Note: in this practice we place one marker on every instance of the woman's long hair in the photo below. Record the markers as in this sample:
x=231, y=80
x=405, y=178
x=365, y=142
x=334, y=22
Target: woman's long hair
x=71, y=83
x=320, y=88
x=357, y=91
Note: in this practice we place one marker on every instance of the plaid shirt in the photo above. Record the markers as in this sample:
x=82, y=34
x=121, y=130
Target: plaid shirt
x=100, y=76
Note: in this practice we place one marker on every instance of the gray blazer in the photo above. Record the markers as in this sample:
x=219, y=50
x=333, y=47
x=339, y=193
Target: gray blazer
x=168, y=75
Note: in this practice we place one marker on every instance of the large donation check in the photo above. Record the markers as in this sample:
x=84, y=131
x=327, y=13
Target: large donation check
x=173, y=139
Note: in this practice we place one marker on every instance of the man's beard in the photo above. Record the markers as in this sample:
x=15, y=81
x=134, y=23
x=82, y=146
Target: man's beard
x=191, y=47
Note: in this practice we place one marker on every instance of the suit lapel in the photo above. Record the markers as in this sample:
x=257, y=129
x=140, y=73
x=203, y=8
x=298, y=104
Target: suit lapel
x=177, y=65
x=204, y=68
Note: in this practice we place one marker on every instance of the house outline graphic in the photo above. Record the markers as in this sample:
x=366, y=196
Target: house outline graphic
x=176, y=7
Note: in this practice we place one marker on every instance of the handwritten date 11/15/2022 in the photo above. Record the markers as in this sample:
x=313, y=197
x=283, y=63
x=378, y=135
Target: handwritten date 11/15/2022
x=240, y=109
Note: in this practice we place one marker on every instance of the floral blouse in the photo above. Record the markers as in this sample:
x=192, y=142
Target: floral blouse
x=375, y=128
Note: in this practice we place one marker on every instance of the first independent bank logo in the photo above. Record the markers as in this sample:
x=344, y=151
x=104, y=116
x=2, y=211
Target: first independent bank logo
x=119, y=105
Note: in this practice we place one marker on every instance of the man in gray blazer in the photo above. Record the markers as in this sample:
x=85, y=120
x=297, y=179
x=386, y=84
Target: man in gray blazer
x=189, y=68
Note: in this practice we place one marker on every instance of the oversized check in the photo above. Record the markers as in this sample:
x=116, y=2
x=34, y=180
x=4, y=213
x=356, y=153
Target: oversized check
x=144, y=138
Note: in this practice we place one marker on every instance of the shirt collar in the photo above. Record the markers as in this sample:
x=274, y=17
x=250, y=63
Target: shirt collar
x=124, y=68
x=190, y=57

> [EXERCISE DETAILS] After locating the line above that contains "x=344, y=151", write out that line and every later one exactly, through the last line of the material, and nothing else.

> [RESULT FOR THIS TASK]
x=344, y=151
x=104, y=116
x=2, y=211
Target: first independent bank logo
x=119, y=105
Note: in this practice we place one marker on every instance of the man in gray blazer in the photo above. Record the markers as in this sample:
x=85, y=120
x=297, y=179
x=386, y=84
Target: man in gray blazer
x=189, y=68
Note: in this practice we place one marker on every instance of the oversized check in the photo above. Record the markers as in this sample:
x=116, y=2
x=34, y=180
x=4, y=213
x=356, y=153
Target: oversized check
x=144, y=138
Note: in this practice we place one marker on every instance of the shirt collar in the photo above. Record the markers as in this sample:
x=274, y=17
x=250, y=63
Target: shirt collar
x=124, y=68
x=190, y=57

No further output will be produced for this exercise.